Dataset entries:

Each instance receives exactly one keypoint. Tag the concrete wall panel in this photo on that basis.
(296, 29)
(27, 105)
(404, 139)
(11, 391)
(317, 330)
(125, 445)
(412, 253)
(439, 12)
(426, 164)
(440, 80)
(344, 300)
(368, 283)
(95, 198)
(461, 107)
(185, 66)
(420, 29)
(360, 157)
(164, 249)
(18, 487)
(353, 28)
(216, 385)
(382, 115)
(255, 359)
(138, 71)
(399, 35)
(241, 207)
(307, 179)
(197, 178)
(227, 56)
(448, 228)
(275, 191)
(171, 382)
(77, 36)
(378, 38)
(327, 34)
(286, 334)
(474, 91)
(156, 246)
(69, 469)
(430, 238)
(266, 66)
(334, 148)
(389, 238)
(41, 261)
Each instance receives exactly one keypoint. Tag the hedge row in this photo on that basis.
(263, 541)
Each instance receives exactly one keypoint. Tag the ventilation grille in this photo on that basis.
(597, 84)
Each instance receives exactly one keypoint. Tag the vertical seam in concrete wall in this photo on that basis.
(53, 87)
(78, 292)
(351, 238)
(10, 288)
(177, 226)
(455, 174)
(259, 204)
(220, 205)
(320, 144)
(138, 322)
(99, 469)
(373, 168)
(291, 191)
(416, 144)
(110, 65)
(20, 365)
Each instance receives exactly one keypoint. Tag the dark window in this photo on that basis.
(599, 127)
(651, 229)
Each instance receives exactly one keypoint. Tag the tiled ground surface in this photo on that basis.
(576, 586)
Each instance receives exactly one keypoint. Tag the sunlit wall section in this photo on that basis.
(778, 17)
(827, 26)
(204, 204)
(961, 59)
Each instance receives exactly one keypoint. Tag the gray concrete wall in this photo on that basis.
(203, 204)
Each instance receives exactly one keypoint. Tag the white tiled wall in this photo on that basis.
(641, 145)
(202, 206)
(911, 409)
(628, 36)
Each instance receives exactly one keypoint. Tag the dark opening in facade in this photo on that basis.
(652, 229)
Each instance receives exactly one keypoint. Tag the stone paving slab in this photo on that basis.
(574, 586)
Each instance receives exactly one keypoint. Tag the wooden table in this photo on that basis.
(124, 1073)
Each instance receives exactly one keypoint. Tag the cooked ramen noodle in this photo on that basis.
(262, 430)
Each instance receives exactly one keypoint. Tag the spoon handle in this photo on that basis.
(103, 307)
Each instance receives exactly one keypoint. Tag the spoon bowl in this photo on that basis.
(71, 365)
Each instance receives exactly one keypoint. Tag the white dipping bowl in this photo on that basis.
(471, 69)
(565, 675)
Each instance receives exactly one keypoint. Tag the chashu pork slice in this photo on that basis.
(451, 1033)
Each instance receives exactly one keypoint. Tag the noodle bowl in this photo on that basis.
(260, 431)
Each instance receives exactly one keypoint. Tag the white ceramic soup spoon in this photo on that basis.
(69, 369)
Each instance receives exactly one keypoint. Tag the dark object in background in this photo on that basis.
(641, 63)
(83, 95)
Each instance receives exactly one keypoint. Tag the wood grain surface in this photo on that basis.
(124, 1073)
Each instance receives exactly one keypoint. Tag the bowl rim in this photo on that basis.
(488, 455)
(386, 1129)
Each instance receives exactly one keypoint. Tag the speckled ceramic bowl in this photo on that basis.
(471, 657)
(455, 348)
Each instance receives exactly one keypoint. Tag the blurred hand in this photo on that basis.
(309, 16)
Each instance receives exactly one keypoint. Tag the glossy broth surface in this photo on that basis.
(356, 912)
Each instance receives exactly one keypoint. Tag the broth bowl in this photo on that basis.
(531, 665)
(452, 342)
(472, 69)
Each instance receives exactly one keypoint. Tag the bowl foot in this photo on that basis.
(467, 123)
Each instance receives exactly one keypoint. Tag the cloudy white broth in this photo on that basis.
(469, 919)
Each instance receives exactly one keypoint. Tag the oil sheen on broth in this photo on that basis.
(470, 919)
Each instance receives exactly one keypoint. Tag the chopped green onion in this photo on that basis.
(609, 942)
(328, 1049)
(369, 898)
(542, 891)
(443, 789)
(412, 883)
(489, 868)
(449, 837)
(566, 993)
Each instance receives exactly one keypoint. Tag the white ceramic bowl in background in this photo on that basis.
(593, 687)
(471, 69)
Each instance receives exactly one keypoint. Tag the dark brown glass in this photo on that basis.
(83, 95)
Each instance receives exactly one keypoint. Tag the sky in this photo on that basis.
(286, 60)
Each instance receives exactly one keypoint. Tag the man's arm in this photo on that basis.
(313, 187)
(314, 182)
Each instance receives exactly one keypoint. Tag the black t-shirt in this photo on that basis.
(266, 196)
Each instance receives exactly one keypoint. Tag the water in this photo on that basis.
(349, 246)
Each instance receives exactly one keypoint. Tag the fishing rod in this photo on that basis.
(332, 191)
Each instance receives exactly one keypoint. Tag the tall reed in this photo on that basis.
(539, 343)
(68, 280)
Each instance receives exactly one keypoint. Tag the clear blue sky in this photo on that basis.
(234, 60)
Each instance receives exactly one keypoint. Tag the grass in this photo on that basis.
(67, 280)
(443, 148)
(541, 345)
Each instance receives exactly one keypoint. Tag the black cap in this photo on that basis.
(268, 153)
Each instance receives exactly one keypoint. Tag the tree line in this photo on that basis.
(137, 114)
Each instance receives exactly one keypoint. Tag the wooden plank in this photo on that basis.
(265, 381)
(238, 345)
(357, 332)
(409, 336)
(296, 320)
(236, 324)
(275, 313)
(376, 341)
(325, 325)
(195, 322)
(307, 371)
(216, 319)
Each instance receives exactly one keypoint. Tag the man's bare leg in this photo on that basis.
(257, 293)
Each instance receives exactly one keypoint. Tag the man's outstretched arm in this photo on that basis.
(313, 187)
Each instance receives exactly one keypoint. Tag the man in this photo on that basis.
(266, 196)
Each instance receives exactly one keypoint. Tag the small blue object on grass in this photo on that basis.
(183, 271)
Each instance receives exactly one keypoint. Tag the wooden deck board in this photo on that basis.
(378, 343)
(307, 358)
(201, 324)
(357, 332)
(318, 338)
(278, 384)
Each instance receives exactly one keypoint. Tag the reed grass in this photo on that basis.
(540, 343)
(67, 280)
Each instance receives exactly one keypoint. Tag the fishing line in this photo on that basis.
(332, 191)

What this task involves: Copy each line exactly, beginning at the one with "Each instance receives exactly one keypoint. Tag the man's bare" and stopping after the last line of the entries. Include nothing else.

The answer:
Each instance receives exactly one keypoint. Tag the man's bare leg in this photo on that basis.
(257, 293)
Each instance receives exactly one keypoint. Tag the man's outstretched arm in this photo on that basis.
(313, 187)
Each instance receives exactly one keypoint. Tag the man in this photo on that basis.
(266, 196)
Each instance receives exactly one keypoint. Tag the small blue object on grass in this photo on that basis.
(183, 271)
Each instance receives exactly one keypoint. Tag the wooden deck board in this photo on that basis.
(378, 343)
(307, 358)
(201, 324)
(357, 332)
(318, 338)
(278, 384)
Each instance receives exactly one keypoint. Tag the reed grass in this photo on that basis.
(540, 343)
(67, 280)
Each instance receives exactly one keypoint. Tag the fishing line in this photo on that basis.
(332, 191)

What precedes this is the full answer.